**ESTRATTO DELLA FONTE**
################

Insomma cos'è l'opera d'arte? Ciò che nasce senza senso (uno scarabocchio, un suono generico), o con un senso eminentemente referenziale (il ritratto di una persona, una decorazione, un oggetto qualsiasi), ma reso potenzialmente polisemico dalla provocazione estetica: saranno le generazioni a conferirle significati. Un oggetto culturale, quindi, ma anche un perenne produttore di senso, polisemico come solo la natura sa essere, infatti ogni generazione dà alla natura i significati che può, cogliendo solo parte del suo segreto insondabile. Alla fine però questi tendono a chiudersi, bloccarsi, codificarsi: la Gioconda diventa così un simbolo dell'ambiguità e del mistero, l'Urlo di Munch uno dell'angoscia, il David di Michelangelo uno della bellezza maschile unita alla forza serena, ecc.

################

[Voci salvate]
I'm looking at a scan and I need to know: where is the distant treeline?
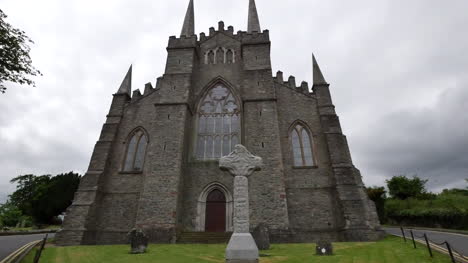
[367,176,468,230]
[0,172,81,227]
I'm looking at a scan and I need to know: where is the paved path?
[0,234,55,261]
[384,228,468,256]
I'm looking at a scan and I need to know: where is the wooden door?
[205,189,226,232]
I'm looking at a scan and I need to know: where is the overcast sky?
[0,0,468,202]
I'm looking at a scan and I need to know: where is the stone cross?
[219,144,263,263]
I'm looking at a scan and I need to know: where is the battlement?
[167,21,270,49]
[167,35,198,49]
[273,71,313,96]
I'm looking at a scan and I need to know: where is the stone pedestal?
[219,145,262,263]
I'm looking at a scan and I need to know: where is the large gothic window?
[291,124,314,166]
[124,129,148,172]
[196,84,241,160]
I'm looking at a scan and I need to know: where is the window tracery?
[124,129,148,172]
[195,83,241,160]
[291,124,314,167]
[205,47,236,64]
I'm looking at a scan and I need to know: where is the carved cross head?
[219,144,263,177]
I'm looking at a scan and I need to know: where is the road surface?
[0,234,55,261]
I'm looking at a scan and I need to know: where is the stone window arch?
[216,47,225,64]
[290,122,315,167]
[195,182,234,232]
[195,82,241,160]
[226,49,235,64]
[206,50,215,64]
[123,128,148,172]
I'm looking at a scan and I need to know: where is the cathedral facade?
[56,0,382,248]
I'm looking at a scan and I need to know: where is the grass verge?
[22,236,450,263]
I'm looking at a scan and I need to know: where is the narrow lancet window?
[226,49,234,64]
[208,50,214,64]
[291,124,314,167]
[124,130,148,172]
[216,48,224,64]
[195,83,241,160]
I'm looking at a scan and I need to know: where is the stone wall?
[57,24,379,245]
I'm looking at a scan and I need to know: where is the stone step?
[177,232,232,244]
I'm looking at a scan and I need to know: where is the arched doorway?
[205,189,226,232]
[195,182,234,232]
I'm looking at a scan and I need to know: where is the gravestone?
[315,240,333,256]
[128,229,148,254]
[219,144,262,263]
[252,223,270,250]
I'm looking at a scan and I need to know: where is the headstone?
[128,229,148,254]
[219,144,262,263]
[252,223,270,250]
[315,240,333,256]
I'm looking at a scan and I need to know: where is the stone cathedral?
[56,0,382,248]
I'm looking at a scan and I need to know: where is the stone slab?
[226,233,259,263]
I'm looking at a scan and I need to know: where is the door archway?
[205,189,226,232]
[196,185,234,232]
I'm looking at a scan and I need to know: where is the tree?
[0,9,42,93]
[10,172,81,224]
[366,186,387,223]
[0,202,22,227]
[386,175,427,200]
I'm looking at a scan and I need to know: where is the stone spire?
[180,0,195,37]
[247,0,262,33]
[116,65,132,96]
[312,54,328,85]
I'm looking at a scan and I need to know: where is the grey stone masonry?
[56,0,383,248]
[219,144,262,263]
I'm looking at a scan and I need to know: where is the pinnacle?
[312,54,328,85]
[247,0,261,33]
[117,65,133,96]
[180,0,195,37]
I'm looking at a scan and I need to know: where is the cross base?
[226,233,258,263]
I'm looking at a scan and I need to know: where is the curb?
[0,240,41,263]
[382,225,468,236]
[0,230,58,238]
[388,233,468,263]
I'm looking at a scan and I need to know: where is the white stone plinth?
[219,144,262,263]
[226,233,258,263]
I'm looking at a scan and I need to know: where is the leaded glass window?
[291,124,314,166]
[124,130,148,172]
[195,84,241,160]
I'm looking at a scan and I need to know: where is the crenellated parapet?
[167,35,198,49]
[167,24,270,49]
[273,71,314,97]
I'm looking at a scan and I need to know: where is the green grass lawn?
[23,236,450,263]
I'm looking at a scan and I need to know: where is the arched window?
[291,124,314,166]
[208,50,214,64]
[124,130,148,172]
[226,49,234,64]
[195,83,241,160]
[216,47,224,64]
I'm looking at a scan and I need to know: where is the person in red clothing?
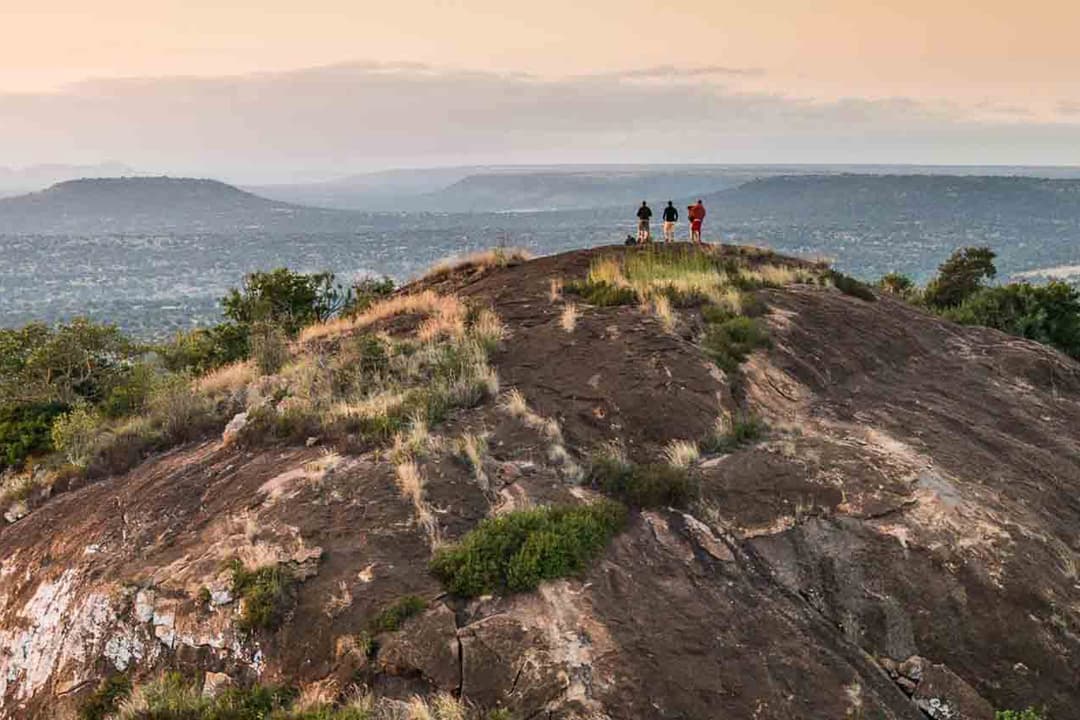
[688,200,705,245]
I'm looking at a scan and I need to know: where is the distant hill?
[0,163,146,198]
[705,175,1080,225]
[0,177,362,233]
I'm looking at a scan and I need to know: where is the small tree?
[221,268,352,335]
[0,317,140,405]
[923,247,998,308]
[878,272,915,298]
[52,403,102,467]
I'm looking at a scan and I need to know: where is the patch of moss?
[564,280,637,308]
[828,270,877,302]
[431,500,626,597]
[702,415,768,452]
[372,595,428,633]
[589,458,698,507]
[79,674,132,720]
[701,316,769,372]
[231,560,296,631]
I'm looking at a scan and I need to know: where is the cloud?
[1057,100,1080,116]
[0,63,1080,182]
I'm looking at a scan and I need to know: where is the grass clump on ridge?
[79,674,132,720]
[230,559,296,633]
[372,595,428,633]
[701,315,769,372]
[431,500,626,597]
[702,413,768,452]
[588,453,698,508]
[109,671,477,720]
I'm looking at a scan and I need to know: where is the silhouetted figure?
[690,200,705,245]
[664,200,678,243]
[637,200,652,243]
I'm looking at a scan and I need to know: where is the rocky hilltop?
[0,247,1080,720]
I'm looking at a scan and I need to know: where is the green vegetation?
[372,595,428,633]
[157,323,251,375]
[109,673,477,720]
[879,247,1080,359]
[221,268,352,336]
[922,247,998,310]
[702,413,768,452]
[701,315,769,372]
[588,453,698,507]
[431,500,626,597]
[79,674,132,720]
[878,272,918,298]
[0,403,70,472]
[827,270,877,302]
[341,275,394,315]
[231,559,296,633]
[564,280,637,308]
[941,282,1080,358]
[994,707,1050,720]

################

**COMPITI DA SVOLGERE**
**a.** Secondo il testo sull'opera d'arte, di che cosa è diventato simbolo l'Urlo di Munch?
**b.** Prosegui il testo sull'opera d'arte partendo dopo la sua ultima frase.

**RISULTATI DEI COMPITI**
**a.** Dell'angoscia.

**b.**
Il simbolo invece non nasce come potenzialmente polisemico, au contraire, esso è eminentemente monosemico. Ma se si tratta di vero Simbolo, ovvero orientato al Sacro, esso porta un significato non facile da esprimere, certamente impenetrabile dalle menti ottenebrate. Al che cominciano a fiorire in seno all'umanità interpretazioni vieppiù lontane dal significato originale, se volessimo usare una parola brutta e impropria oseremmo dire eretiche. Nel percorso secolare memetico, il simbolo diventa polisemico contro la sua natura, virtualmente senza fermare mai questa corsa e comportandosi così come dovrebbe fare l'opera d'arte. In questo senso l'opera d'arte con gli anni si comporta come un simbolo e, viceversa, il simbolo si comporta come un'opera d'arte, pur conservando entrambi, per chi è in grado di coglierli, il primo un significato preciso, la seconda un significato "aperto". Il primo viene forzato all'apertura, la seconda condotta alla chiusura. Quando l'opera d'arte finisce di produrre polisemia e i suoi sensi, i suoi significati, sono totalmente codificati (perché in numero determinato e gestibile), allora essa assurge a simbolo di quei significati. E così accadrà per tutte quando civiltà umana finirà ma forse sarà troppo tardi perché serva a chicchessia (o forse no? chissà...).

La nostra provocazione estetica, lo credereste mai? è la Sinestesi. Perché, fra le altre, sono due le cose che il Tg2 non dice:

1) è dagli anni 60, ovvero dall'epoca della Marylin di Warhol, che l'arte non è più in grado di produrre "icone", complici la caduta delle ideologie, la conseguente parcellizzazione (forse sarebbe più giusto dire polverizzazione) dei miti e l'autoghettizzazione dell'arte nei territori dello stupore o del mero piacere. Fa forse eccezione qualche film, quindi arte almeno bisensoriale.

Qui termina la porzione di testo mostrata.